(Instructions for the task): Arrange every line of the listing below as a numbered list, and leave out any blank lines.

(Location identification items)
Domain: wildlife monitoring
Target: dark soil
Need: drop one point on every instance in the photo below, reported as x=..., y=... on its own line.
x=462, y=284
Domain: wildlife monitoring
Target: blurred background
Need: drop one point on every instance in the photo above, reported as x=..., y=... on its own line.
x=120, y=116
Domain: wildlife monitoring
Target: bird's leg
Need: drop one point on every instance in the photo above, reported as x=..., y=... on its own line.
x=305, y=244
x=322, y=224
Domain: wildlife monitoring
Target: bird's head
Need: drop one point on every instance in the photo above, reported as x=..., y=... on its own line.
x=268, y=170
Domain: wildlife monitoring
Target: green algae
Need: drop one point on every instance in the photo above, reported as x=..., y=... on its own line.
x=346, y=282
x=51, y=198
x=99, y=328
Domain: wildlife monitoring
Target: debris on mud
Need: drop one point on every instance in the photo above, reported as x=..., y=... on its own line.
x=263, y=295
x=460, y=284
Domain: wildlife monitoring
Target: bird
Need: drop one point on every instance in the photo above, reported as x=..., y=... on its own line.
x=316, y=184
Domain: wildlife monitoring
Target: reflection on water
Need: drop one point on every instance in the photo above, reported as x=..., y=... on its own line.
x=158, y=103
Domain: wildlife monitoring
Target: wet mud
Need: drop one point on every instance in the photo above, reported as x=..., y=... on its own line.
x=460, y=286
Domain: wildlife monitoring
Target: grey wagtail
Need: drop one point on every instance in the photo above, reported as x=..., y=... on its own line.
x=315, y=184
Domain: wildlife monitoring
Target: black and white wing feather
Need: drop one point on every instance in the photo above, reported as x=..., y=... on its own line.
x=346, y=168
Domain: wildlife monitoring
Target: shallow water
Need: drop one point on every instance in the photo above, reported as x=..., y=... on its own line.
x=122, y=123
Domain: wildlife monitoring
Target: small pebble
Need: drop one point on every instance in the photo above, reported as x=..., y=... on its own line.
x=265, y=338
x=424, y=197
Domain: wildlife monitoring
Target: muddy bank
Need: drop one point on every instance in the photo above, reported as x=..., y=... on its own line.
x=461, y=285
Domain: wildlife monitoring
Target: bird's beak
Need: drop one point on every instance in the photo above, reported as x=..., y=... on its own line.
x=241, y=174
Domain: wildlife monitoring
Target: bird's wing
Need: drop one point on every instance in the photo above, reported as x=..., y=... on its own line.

(The response):
1. Domain: wildlife monitoring
2. Target: dark soil
3. Need: drop one point on every instance in the photo below, reported as x=..., y=... on its own line.
4. x=462, y=284
5. Domain: wildlife monitoring
6. Target: blurred background
7. Need: drop one point on every instance in the photo above, reported as x=..., y=... on its own line.
8. x=120, y=116
9. Domain: wildlife monitoring
10. Target: bird's leg
11. Need: drop one point on every instance in the photo above, reported as x=..., y=... on its own line.
12. x=305, y=244
13. x=322, y=224
14. Domain: wildlife monitoring
15. Target: bird's head
16. Need: drop one point on every instance in the photo above, reported as x=..., y=... on its own line.
17. x=268, y=170
18. Domain: wildlife monitoring
19. Target: green algae
20. Need: drop one point on every instance in the photo above, reported as x=..., y=... on its own line.
21. x=346, y=282
22. x=51, y=198
23. x=99, y=328
24. Domain: wildlife monitoring
25. Target: debris on mud
26. Need: drop one point on every instance in the photo above, reported as x=..., y=... on its own line.
27. x=263, y=295
28. x=460, y=284
29. Domain: wildlife monitoring
30. Target: bird
31. Need: drop one point on every instance in the photo above, reported as x=..., y=... on its own line.
32. x=316, y=184
33. Domain: wildlife monitoring
34. Target: reflection on water
35. Need: drop one point on every instance in the photo above, reported as x=..., y=... on its own line.
36. x=158, y=103
37. Domain: wildlife monitoring
38. Target: wet mud
39. Need: drop one point on every instance in the photo above, reported as x=..., y=... on its own line.
40. x=460, y=286
41. Domain: wildlife monitoring
42. Target: grey wagtail
43. Need: drop one point on every instance in the photo above, reported as x=..., y=... on its own line.
44. x=315, y=184
45. Domain: wildlife monitoring
46. Target: black and white wing feather
47. Need: drop one point on every instance in the photo above, reported as x=..., y=... on its own line.
48. x=346, y=168
49. Domain: wildlife monitoring
50. Target: shallow water
51. Need: drop one point on every instance in the photo above, reported as x=..., y=... on its own line.
52. x=122, y=123
53. Domain: wildlife monitoring
54. Target: small pebble
55. Need: drop one point on every instance in the photo above, reported as x=..., y=... on its own line.
56. x=265, y=338
57. x=424, y=197
58. Domain: wildlife monitoring
59. Target: muddy bank
60. Need: drop one point on every instance in the photo above, reported as x=..., y=... on its own line.
61. x=461, y=285
62. Domain: wildlife monitoring
63. Target: bird's beak
64. Need: drop one point on every instance in the photo above, reported as x=..., y=... on its own line.
65. x=241, y=174
66. Domain: wildlife monitoring
67. Target: bird's wing
68. Need: drop one point on every instance in the photo above, reported as x=..., y=... on its own line.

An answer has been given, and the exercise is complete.